- _Extrait_:

---------------

Cependant, il a un défaut, celui d’avoir une couleur de peau différente et d’être noire, ce qui le discrimine et il s’en rend compte à ce moment précis de son existence.
Comme l’indique à juste titre l’historien Rodolphe ALEXANDRE le préjugé de race est prégnant lors de cette élection : « Il a dit qu’il était disponible, mais il n’a pas dit qu’il était candidat. Mais avec treize tours, indéniablement, les mentalités n’avaient pas encore évolué pour qu’il soit président de la République (…) Le préjugé de race à l’époque est prégnant. Gaston Monnerville s’est rendu compte, lui, président du Sénat, qui avait servi la République, fait la Deuxième Guerre mondiale, que le préjugé de race devenait un obstacle rédhibitoire à toute ambition au poste suprême, il n’aura pas été le premier « Obama » de la République française » (colloque au Sénat du jeudi du 7 octobre 2021).
Or, objectivement Gaston Monnerville était, par son profil et sa stature, au-dessus du lot des prétendants et donc le candidat parfait et idéal pour succéder au président Auriol.

---------------

- _À compléter_:
1. Résumez en trois phrases au plus le paragraphe de l'extrait qui commence par « Comme l'indique à juste titre », en conservant ses faits principaux.
2. Donnez la suite de l'extrait sur Gaston Monnerville, s'il vous plaît, à partir de sa dernière phrase.

- _Données fournies_:
---------------

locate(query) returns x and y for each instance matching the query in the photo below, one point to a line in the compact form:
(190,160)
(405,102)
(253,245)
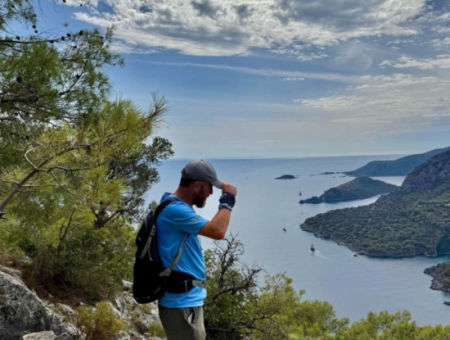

---------------

- _Réponses par tâche_:
1. Lors d'un colloque au Sénat le 7 octobre 2021, l'historien Rodolphe Alexandre a souligné que le préjugé de race avait pesé sur cette élection. Gaston Monnerville s'était dit disponible sans se déclarer candidat, et après treize tours, les mentalités n'avaient pas assez évolué pour qu'il devienne président de la République. Ce président du Sénat, qui avait servi la République et fait la Deuxième Guerre mondiale, a compris que ce préjugé barrait toute ambition au poste suprême, et il n'a donc pas été le premier « Obama » de la République française.

2.
Lors d’une émission télévisée en 2020 sur le média public régional, le journaliste Jean-Michel Aphatie va rappeler cet évènement de décembre 1953 très peu rapporté car il met mal à l’aise ainsi que la discrimination feutrée dont va être victime Gaston Monnerville.
Qu’aurait été le destin de la Quatrième de la République avec un Gaston Monnerville comme président de la République alors que celui qui a été élu et que les parlementaires vont chercher par défaut à compter du onzième tour du scrutin. Le candidat élu aux forceps René Coty qui entrera en fonction 16 janvier 1954 pour sept années ne terminera pas son mandat présidentiel et quittera ses fonctions le 8 janvier 1959, à la suite de l’élection à cette date du général de Gaulle, conformément à l’article 91 de la nouvelle Constitution du 4 octobre 1958 instaurant la Cinquième République. En effet, la crise algérienne et le rappel du général aux affaires ont eu raison de cette Quatrième République éphémère.
Exemples historiques
Le préjugé de race dont a été victime à l’évidence Gaston Monnerville en 1953 existait pourtant et deux exemples historiques le démontrent.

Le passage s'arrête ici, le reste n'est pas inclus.